# ACTIVITY
What is needed here is an exact repetition of the records below, beginning at the line that has "positive clicks: (46, 0)" and stopping after the line that has "negative clicks: (47, 148)".

# Collected data entries
--------

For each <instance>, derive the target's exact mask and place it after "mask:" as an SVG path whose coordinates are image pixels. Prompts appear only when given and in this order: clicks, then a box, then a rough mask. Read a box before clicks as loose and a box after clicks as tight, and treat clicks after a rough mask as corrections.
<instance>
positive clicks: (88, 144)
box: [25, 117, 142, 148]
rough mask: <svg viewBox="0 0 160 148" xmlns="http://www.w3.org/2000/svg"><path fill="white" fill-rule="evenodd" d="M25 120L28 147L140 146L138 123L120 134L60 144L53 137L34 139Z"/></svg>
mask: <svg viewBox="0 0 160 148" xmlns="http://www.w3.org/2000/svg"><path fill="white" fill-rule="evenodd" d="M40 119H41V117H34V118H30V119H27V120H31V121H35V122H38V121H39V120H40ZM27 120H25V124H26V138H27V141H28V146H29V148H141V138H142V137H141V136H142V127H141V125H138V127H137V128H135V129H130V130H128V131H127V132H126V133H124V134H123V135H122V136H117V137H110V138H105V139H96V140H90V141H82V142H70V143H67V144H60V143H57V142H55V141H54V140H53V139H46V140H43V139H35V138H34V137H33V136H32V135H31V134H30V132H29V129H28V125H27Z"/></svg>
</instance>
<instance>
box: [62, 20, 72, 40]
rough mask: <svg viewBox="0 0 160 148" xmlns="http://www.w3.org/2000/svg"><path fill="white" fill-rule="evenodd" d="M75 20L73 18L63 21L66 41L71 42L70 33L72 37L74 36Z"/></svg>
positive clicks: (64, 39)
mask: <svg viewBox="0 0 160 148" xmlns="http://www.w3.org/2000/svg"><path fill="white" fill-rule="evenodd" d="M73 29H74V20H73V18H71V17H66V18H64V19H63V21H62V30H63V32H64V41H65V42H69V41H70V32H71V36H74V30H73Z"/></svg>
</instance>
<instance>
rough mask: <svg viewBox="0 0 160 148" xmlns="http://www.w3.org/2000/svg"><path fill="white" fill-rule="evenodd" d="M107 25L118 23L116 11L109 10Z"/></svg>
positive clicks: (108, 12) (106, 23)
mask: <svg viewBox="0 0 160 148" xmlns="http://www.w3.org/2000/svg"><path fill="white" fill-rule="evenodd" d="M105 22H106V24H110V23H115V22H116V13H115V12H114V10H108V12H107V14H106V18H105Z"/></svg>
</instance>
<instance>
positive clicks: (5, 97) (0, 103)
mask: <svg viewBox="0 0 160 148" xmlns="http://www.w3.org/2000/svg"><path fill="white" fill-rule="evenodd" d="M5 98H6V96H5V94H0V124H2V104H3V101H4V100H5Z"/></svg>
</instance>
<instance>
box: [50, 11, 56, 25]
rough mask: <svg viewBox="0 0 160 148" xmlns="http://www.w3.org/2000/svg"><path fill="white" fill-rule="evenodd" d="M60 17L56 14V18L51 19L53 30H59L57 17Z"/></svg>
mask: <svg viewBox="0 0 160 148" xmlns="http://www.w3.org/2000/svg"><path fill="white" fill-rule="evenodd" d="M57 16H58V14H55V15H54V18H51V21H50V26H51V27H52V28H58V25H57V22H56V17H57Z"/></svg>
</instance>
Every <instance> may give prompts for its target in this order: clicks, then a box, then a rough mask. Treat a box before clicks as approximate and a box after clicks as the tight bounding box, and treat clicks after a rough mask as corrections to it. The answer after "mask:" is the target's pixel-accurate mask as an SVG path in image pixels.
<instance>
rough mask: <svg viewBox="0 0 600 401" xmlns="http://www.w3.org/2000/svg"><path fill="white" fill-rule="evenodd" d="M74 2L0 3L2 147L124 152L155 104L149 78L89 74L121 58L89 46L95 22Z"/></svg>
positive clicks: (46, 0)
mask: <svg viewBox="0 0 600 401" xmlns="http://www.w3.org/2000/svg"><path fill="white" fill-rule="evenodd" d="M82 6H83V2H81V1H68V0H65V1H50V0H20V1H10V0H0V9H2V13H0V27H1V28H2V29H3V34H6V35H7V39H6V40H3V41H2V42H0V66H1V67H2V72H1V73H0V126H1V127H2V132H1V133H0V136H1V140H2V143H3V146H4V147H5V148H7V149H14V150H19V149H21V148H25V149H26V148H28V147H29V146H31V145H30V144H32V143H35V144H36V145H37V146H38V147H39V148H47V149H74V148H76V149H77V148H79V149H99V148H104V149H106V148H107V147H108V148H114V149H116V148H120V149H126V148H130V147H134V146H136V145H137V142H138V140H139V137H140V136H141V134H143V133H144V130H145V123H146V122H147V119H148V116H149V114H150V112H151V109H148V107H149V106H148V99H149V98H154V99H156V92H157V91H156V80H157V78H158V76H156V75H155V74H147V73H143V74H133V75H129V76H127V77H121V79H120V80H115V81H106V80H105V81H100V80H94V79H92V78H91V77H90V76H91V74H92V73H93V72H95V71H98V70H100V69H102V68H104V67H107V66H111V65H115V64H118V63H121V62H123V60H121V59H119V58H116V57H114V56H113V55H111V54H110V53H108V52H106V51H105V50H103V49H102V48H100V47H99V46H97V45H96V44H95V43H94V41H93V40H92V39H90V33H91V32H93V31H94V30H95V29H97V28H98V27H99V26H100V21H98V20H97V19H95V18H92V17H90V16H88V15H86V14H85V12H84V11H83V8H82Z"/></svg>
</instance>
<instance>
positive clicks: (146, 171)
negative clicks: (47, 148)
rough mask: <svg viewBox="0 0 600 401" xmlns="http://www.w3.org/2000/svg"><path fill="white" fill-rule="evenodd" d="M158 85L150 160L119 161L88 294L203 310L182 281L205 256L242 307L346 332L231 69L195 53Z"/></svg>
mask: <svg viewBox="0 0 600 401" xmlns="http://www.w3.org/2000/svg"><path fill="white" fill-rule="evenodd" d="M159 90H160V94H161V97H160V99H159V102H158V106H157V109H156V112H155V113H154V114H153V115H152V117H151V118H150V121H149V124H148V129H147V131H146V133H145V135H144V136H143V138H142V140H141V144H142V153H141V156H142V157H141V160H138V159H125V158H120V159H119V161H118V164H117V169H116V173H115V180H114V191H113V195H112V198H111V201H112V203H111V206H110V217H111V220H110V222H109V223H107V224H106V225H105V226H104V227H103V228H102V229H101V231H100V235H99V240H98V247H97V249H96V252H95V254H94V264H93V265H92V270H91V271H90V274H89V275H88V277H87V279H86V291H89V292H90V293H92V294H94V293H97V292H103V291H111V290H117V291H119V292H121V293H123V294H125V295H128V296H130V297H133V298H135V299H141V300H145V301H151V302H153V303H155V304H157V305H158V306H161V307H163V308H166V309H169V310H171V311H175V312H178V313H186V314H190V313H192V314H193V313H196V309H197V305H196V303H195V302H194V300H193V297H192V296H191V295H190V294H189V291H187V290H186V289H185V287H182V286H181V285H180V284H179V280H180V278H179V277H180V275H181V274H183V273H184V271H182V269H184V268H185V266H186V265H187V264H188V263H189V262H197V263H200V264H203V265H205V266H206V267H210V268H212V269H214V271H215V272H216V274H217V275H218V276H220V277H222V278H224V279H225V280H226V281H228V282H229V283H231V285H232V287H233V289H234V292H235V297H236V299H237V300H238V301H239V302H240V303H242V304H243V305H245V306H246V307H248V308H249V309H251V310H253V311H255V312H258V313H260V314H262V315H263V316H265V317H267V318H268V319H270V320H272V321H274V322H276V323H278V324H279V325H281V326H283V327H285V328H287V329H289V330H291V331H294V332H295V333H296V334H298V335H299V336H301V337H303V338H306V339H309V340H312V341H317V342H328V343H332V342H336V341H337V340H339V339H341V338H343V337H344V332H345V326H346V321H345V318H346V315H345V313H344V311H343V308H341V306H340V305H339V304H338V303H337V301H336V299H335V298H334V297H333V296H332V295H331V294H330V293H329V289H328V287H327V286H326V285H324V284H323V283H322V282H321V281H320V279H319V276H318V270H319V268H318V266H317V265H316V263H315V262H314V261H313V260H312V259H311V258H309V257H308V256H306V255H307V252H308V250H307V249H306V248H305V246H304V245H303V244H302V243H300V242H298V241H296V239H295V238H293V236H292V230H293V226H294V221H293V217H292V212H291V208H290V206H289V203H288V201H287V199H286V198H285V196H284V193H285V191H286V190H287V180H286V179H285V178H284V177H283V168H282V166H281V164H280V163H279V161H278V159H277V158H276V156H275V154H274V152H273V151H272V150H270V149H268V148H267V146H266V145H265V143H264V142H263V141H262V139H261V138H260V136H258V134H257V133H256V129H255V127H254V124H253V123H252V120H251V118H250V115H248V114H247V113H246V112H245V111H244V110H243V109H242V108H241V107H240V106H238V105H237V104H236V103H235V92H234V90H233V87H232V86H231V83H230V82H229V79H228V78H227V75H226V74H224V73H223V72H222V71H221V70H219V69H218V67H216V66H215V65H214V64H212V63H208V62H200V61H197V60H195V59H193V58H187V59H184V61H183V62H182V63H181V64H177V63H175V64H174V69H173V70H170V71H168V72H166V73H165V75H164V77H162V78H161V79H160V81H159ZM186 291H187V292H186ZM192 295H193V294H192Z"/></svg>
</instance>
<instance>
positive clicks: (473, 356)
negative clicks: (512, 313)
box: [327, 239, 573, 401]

--------

# ANSWER TO THIS TASK
positive clicks: (46, 0)
mask: <svg viewBox="0 0 600 401" xmlns="http://www.w3.org/2000/svg"><path fill="white" fill-rule="evenodd" d="M82 6H83V2H81V1H68V0H65V1H50V0H20V1H10V0H0V9H2V13H0V27H1V28H2V29H3V34H6V35H7V39H6V40H3V41H2V42H0V66H1V67H2V72H1V73H0V126H1V127H2V132H1V133H0V136H1V140H2V143H3V146H4V147H5V148H7V149H14V150H19V149H21V148H25V149H26V148H28V147H29V146H31V145H30V144H32V143H35V144H36V145H37V146H38V147H39V148H47V149H74V148H76V149H77V148H79V149H99V148H104V149H106V148H107V147H108V148H114V149H116V148H120V149H126V148H130V147H134V146H136V145H137V142H138V140H139V137H140V136H141V134H143V133H144V130H145V123H146V122H147V119H148V116H149V114H150V112H151V109H148V107H149V106H148V99H149V98H154V99H156V92H157V91H156V80H157V78H158V76H156V75H155V74H147V73H143V74H133V75H129V76H127V77H121V79H120V80H115V81H106V80H105V81H100V80H94V79H92V78H91V77H90V76H91V74H92V73H93V72H95V71H98V70H100V69H102V68H104V67H107V66H111V65H115V64H118V63H121V62H123V60H121V59H119V58H116V57H114V56H113V55H111V54H110V53H108V52H106V51H105V50H103V49H102V48H100V47H99V46H97V45H96V44H95V43H94V41H93V40H92V39H90V33H91V32H93V31H94V30H95V29H97V28H98V27H99V26H100V21H98V20H97V19H95V18H92V17H90V16H88V15H86V14H85V12H84V11H83V8H82Z"/></svg>
</instance>
<instance>
positive clicks: (146, 171)
negative clicks: (47, 148)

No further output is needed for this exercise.